## INSTRUCTIONS TO FOLLOW
All that is needed is each line of the entries holding the word "grass", copied as it stands.

Collection entries:
+++++

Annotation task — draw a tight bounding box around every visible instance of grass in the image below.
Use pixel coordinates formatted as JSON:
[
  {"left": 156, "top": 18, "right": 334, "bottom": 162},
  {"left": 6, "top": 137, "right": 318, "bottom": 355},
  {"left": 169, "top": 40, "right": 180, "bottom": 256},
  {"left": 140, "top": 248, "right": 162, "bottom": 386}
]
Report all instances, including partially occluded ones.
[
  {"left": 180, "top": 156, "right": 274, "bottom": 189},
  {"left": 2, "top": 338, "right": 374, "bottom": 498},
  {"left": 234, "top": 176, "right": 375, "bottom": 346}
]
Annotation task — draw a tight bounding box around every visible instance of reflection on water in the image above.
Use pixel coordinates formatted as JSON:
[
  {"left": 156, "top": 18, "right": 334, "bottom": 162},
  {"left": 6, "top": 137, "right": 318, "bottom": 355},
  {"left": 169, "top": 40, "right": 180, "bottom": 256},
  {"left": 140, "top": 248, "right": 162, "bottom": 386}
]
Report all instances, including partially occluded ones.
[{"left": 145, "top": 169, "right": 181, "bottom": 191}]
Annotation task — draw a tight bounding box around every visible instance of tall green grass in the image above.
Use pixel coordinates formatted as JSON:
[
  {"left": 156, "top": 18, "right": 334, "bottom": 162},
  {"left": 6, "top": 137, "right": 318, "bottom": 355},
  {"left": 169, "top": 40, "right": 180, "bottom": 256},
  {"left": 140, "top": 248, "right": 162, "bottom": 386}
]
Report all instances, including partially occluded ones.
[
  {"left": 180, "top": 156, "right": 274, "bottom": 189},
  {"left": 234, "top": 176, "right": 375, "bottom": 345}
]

+++++

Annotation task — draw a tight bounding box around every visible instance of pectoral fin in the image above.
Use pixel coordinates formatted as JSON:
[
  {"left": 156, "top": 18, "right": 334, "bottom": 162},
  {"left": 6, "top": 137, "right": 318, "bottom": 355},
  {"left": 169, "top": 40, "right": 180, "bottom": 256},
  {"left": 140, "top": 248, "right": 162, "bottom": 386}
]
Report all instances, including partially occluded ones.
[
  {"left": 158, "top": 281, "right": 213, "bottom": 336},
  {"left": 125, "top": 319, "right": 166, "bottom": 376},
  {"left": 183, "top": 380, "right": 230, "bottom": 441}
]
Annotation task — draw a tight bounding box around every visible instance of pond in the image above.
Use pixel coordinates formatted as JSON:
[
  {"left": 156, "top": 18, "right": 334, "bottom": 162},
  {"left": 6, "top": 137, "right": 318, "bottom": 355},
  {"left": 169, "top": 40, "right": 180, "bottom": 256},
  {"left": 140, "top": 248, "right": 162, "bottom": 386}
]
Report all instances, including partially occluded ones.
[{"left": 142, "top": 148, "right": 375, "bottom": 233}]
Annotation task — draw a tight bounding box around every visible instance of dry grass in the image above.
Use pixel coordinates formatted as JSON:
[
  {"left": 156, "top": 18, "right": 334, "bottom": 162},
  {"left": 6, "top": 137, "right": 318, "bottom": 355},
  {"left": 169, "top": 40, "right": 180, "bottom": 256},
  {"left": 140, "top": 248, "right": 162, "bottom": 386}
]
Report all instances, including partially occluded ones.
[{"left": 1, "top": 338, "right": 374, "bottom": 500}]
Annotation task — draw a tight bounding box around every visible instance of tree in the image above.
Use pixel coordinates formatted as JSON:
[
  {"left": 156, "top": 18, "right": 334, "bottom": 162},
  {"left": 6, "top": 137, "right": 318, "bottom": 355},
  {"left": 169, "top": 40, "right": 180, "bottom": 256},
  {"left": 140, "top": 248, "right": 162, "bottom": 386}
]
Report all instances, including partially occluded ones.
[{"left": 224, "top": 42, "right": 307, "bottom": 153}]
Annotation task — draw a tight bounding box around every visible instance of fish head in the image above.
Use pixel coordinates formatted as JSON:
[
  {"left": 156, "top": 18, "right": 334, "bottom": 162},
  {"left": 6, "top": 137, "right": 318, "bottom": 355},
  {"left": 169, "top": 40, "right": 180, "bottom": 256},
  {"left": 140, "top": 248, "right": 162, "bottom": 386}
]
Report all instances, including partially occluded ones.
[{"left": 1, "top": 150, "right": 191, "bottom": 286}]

+++++

## RESULT FOR THIS TASK
Annotation task — draw a tight bounding box around every visible instance of grass in the image below.
Annotation task — draw a tight bounding box around every visible instance of tall green grass in the image above.
Annotation task — draw a tight bounding box around every visible instance of dry grass in the image above.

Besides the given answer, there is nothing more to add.